## [問題文]
下の行の冒頭から「[[158, 162], [12, 123], [184, 164], [289, 154]]」を含む行までを、両端の行も含めてそのまま書き写しなさい。ただし、画像は解答に含めないこと。
___ 演習資料 ___
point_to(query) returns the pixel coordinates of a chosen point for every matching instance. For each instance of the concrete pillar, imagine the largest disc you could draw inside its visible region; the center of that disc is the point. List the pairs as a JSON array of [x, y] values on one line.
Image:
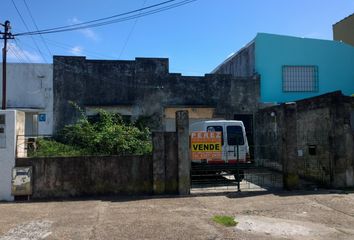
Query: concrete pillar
[[158, 162], [12, 123], [184, 164], [289, 154]]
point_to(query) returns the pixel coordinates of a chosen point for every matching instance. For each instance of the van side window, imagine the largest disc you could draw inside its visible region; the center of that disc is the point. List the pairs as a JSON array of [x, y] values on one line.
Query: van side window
[[235, 135], [216, 129]]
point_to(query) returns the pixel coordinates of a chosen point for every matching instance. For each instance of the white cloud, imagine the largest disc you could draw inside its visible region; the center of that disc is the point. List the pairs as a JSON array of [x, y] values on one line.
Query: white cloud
[[17, 54], [77, 50], [87, 32]]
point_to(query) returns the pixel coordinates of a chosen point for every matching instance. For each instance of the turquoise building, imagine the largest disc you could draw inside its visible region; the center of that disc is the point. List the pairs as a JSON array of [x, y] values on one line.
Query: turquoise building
[[293, 68]]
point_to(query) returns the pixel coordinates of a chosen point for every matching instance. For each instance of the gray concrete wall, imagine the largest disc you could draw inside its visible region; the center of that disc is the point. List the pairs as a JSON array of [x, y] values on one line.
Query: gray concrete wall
[[314, 137], [241, 64], [147, 86], [90, 176]]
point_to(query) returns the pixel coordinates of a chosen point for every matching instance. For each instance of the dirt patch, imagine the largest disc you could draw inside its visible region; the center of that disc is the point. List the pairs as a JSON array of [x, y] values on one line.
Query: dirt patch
[[34, 230]]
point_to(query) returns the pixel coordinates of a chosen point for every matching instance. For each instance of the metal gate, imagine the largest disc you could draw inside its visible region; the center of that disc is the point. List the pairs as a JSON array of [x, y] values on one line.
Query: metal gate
[[236, 177]]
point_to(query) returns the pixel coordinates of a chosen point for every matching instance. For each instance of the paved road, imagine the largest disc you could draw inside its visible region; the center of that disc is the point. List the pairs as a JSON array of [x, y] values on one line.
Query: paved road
[[295, 215]]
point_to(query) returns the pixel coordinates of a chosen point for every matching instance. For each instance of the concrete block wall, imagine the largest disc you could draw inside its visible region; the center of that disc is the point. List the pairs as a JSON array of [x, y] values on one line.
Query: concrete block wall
[[90, 176], [314, 138]]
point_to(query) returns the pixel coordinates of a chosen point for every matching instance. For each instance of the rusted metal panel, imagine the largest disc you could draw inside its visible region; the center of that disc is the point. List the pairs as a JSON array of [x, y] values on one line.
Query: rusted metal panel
[[21, 181]]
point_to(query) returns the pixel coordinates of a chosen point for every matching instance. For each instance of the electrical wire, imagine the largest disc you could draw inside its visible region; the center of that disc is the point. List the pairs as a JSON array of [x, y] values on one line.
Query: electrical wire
[[129, 35], [110, 17], [34, 22], [134, 16], [24, 23]]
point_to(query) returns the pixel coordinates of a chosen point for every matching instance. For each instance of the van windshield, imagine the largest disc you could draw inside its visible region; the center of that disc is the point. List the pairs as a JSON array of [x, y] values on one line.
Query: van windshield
[[217, 129], [235, 135]]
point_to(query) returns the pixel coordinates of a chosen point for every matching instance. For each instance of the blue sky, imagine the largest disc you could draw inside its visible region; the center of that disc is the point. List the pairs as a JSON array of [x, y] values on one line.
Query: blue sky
[[195, 37]]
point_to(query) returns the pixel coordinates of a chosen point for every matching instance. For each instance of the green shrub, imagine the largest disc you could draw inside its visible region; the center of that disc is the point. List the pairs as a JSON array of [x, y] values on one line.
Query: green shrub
[[108, 135], [225, 220], [52, 148]]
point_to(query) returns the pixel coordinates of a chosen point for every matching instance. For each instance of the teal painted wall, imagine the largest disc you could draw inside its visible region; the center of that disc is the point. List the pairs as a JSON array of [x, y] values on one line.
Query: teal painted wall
[[335, 61]]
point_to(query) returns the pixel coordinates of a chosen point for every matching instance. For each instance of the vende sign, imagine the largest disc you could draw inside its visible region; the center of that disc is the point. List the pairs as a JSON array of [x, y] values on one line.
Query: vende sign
[[206, 145]]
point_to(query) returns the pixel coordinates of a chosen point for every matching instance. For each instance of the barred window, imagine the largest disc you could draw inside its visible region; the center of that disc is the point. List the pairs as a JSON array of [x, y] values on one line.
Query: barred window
[[300, 78]]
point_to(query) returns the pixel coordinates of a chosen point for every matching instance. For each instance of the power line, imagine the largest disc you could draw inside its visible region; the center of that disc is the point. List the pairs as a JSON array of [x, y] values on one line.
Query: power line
[[134, 16], [34, 22], [106, 18], [129, 34], [24, 23]]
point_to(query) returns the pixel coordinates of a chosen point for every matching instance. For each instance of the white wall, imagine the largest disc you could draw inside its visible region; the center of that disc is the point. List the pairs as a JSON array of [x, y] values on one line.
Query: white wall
[[14, 125], [30, 86]]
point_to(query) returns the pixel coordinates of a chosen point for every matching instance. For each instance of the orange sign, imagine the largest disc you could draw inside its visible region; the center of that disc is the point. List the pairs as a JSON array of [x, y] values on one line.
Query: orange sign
[[206, 145]]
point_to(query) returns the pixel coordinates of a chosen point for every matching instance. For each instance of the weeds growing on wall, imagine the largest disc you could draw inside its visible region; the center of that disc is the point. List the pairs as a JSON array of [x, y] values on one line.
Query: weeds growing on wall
[[108, 135]]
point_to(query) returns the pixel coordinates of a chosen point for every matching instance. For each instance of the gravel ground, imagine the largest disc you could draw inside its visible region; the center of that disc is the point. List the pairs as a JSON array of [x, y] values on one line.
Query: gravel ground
[[261, 215]]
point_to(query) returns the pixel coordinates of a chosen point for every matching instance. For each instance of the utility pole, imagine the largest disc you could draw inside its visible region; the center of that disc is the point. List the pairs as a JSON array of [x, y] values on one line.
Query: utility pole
[[6, 35]]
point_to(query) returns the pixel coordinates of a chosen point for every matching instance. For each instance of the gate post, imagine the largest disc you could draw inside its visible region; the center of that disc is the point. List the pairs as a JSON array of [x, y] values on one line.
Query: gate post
[[184, 164], [158, 162], [290, 173]]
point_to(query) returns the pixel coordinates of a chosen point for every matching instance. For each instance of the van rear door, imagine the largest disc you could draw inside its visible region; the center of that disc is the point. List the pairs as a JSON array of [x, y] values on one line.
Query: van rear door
[[235, 143]]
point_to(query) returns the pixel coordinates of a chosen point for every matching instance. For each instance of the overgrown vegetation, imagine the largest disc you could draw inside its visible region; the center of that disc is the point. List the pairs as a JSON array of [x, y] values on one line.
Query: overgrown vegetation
[[108, 135], [227, 221]]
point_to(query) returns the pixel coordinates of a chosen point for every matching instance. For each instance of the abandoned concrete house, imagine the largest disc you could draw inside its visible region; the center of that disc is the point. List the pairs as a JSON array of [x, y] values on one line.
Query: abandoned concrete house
[[145, 87]]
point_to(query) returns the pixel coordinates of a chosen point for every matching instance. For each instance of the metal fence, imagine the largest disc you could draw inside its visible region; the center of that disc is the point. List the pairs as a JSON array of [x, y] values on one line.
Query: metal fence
[[259, 174]]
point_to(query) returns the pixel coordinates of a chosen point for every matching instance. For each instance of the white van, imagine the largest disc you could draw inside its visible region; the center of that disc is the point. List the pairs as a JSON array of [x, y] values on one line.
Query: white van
[[235, 147]]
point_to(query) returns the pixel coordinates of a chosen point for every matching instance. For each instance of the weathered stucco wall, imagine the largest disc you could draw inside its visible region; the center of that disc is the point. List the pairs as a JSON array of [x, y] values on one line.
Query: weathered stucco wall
[[147, 87], [80, 176], [30, 88], [312, 138]]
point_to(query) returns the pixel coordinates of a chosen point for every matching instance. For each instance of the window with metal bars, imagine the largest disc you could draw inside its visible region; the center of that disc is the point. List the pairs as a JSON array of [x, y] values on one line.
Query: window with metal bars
[[300, 78]]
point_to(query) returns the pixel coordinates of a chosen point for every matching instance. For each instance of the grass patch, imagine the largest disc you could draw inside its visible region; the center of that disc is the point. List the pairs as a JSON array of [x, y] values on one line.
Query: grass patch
[[227, 221]]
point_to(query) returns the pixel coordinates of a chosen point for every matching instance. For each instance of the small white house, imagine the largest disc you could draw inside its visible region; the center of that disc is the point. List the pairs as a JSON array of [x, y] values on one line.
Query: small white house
[[30, 89]]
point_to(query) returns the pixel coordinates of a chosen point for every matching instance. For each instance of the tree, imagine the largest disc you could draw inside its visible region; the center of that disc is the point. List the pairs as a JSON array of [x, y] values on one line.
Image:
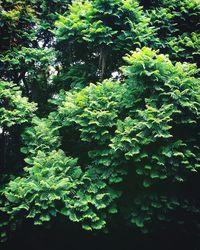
___
## [解答例]
point_to(query) returns the pixel coordinates of a chosen point for every matching instance. For each instance of the concrete pillar, imagine the largest disc you could draw inside its visible region; the center of that disc is the point. List the pairs as a JSON array of [x, y] values on one line.
Image:
Query: concrete pillar
[[158, 162], [12, 123], [184, 164], [289, 154]]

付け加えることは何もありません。